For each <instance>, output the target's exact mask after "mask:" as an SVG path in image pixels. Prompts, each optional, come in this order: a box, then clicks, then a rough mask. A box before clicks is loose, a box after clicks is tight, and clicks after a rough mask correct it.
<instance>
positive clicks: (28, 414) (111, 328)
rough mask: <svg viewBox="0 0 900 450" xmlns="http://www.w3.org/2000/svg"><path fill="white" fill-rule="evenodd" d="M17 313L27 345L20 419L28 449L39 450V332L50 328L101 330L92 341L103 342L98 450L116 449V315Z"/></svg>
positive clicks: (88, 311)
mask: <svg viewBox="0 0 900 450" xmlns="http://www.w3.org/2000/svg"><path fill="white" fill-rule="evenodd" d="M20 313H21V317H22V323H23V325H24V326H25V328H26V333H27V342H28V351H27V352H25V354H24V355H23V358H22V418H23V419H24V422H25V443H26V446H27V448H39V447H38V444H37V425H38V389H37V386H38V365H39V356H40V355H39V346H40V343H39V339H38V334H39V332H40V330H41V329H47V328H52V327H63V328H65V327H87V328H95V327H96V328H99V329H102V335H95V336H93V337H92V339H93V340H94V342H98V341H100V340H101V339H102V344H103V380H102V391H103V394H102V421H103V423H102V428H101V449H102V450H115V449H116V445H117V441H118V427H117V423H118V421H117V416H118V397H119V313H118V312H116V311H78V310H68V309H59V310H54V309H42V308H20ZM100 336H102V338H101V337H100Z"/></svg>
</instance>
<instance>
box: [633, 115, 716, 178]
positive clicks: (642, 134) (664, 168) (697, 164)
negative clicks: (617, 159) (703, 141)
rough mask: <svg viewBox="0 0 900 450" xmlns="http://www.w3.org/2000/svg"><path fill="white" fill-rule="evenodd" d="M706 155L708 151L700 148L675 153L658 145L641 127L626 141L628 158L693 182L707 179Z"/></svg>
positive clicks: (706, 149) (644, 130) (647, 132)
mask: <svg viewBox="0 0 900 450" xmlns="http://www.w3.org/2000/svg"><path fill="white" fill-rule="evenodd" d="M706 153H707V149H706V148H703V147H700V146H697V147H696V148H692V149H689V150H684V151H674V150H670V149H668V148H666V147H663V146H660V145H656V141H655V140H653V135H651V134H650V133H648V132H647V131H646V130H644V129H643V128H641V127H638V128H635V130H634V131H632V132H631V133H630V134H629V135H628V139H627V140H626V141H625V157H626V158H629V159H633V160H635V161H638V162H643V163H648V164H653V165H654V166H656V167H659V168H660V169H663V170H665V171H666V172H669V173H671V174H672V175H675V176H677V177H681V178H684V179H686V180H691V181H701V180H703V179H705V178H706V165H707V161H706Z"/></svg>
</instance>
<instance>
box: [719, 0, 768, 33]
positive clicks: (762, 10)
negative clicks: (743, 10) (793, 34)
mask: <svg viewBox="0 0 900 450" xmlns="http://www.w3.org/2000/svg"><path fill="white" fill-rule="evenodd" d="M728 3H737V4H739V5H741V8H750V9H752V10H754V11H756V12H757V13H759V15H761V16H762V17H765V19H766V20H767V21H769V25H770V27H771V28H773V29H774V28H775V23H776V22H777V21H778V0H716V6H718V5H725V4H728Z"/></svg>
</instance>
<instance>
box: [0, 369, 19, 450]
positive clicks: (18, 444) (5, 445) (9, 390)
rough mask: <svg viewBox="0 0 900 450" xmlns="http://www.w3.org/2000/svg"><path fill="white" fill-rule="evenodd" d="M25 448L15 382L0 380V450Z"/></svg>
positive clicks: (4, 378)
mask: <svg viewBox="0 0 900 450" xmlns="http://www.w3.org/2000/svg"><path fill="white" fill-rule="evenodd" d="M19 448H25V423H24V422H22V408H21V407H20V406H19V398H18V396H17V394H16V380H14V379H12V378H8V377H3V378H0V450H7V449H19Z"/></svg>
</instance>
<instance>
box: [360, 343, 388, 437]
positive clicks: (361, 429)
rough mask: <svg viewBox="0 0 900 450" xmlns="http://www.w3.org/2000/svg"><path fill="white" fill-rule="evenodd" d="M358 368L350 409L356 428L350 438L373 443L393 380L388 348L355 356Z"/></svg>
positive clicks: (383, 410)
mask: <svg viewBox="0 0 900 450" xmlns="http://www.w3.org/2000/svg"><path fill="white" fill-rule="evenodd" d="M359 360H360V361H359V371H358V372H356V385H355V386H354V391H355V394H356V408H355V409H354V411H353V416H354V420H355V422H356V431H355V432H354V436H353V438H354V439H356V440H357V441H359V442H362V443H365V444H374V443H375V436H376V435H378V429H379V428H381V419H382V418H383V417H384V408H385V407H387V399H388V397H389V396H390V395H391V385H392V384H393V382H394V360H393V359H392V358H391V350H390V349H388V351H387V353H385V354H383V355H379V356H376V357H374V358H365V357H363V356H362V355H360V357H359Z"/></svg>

= = = = = = =

**What is required**
This exercise requires an exact copy of all the records.

**Answer to this exercise**
For each <instance>, output the target's exact mask after "mask:" as an SVG path in image pixels. Prompts, each optional, come in this order: a box, then clicks, then a rough mask. A box before clicks is loose, a box after clicks is tight, and clicks after a rough mask correct it.
<instance>
positive clicks: (28, 414) (111, 328)
rough mask: <svg viewBox="0 0 900 450" xmlns="http://www.w3.org/2000/svg"><path fill="white" fill-rule="evenodd" d="M17 313L27 345L20 419L28 449L39 450V332L50 328L101 330L92 341L103 342L98 450L116 449V315Z"/></svg>
positive clicks: (88, 311)
mask: <svg viewBox="0 0 900 450" xmlns="http://www.w3.org/2000/svg"><path fill="white" fill-rule="evenodd" d="M20 313H21V317H22V323H23V325H24V326H25V328H26V333H27V342H28V351H27V352H25V354H24V355H23V358H22V418H23V419H24V422H25V443H26V446H27V448H39V447H38V444H37V425H38V389H37V386H38V365H39V356H40V355H39V346H40V343H39V339H38V334H39V332H40V330H41V329H47V328H52V327H63V328H65V327H87V328H95V327H96V328H99V329H102V335H95V336H93V337H92V339H93V340H94V342H98V341H100V340H101V339H102V344H103V380H102V391H103V394H102V421H103V423H102V428H101V449H102V450H115V449H116V445H117V441H118V427H117V423H118V421H117V416H118V397H119V313H118V312H116V311H78V310H68V309H59V310H54V309H42V308H20ZM100 336H102V338H101V337H100Z"/></svg>
</instance>
<instance>
box: [633, 115, 716, 178]
positive clicks: (642, 134) (664, 168) (697, 164)
negative clicks: (617, 159) (703, 141)
rough mask: <svg viewBox="0 0 900 450" xmlns="http://www.w3.org/2000/svg"><path fill="white" fill-rule="evenodd" d="M706 155L708 151L700 148L675 153L658 145L641 127L626 141L628 158L693 182L707 179Z"/></svg>
positive clicks: (706, 149) (644, 130) (647, 132)
mask: <svg viewBox="0 0 900 450" xmlns="http://www.w3.org/2000/svg"><path fill="white" fill-rule="evenodd" d="M706 153H707V149H706V148H703V147H700V146H697V147H696V148H692V149H689V150H684V151H674V150H670V149H668V148H666V147H663V146H660V145H656V141H655V140H653V135H651V134H650V133H648V132H647V131H646V130H644V129H643V128H641V127H638V128H635V130H634V131H632V132H631V133H630V134H629V135H628V139H627V140H626V141H625V157H626V158H629V159H633V160H635V161H638V162H643V163H648V164H653V165H654V166H656V167H659V168H660V169H663V170H665V171H666V172H669V173H671V174H672V175H675V176H677V177H681V178H684V179H686V180H691V181H701V180H703V179H705V178H706V165H707V161H706Z"/></svg>
</instance>
<instance>
box: [719, 0, 768, 33]
positive clicks: (762, 10)
negative clicks: (743, 10) (793, 34)
mask: <svg viewBox="0 0 900 450" xmlns="http://www.w3.org/2000/svg"><path fill="white" fill-rule="evenodd" d="M728 3H737V4H739V5H741V8H750V9H752V10H754V11H756V12H757V13H759V15H761V16H762V17H765V19H766V20H767V21H769V25H770V27H771V28H773V29H774V28H775V23H776V22H777V21H778V0H716V6H718V5H725V4H728Z"/></svg>
</instance>
<instance>
box: [0, 369, 19, 450]
positive clicks: (18, 444) (5, 445) (9, 390)
rough mask: <svg viewBox="0 0 900 450" xmlns="http://www.w3.org/2000/svg"><path fill="white" fill-rule="evenodd" d="M25 448L15 382L0 380V450Z"/></svg>
positive clicks: (4, 378)
mask: <svg viewBox="0 0 900 450" xmlns="http://www.w3.org/2000/svg"><path fill="white" fill-rule="evenodd" d="M19 448H25V423H24V422H22V408H21V407H20V406H19V398H18V396H17V394H16V380H14V379H12V378H8V377H3V378H0V450H7V449H19Z"/></svg>
</instance>
<instance>
box: [360, 343, 388, 437]
positive clicks: (361, 429)
rough mask: <svg viewBox="0 0 900 450" xmlns="http://www.w3.org/2000/svg"><path fill="white" fill-rule="evenodd" d="M358 368L350 409L356 428L350 438L373 443L393 380L388 348L355 356Z"/></svg>
positive clicks: (383, 410)
mask: <svg viewBox="0 0 900 450" xmlns="http://www.w3.org/2000/svg"><path fill="white" fill-rule="evenodd" d="M359 360H360V361H359V371H358V372H356V385H355V386H354V391H355V394H356V408H355V409H354V411H353V416H354V420H355V422H356V431H355V432H354V436H353V438H354V439H356V440H357V441H359V442H362V443H365V444H374V443H375V436H376V435H378V429H379V428H381V419H382V418H383V417H384V408H385V407H387V399H388V397H389V396H390V395H391V385H392V384H393V382H394V360H393V359H392V358H391V350H390V349H388V351H387V353H385V354H383V355H379V356H376V357H374V358H365V357H363V356H362V355H360V357H359Z"/></svg>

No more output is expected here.